▸ AIM OF THE TASK
Return every line of the data below that contains the string "target". Treat uppercase and lowercase letters as different.

Lines of data:
────────

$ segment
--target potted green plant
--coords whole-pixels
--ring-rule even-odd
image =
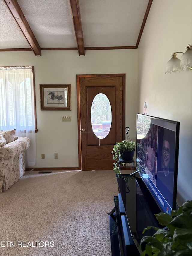
[[[113,154],[113,170],[116,174],[121,173],[121,170],[119,165],[119,158],[121,157],[125,161],[128,161],[133,159],[135,151],[135,143],[133,141],[128,141],[126,140],[120,142],[116,142],[112,152]],[[124,156],[127,156],[124,158]],[[122,163],[123,164],[123,163]]]
[[[156,232],[152,236],[144,236],[140,247],[142,256],[187,256],[192,255],[192,200],[187,201],[171,215],[155,214],[161,225],[166,228],[148,226]]]

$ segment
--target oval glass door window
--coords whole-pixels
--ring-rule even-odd
[[[91,110],[91,124],[93,132],[99,139],[109,134],[111,125],[111,107],[105,94],[99,93],[94,97]]]

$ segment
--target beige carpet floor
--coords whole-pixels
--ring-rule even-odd
[[[110,256],[114,171],[36,172],[0,194],[0,255]]]

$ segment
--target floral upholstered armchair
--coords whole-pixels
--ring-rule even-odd
[[[15,137],[15,129],[0,131],[0,193],[15,183],[25,174],[26,151],[30,139]]]

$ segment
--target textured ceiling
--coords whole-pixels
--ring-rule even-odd
[[[40,48],[76,48],[69,0],[17,2]],[[84,46],[135,46],[149,2],[79,0]],[[0,0],[0,50],[30,48],[3,0]]]

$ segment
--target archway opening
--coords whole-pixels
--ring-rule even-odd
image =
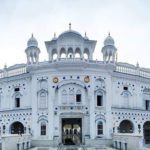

────────

▸ TASK RESULT
--target potted green plant
--target oval glass door window
--target beige carpet floor
--target floral upholstered armchair
--target textured ceiling
--target archway opening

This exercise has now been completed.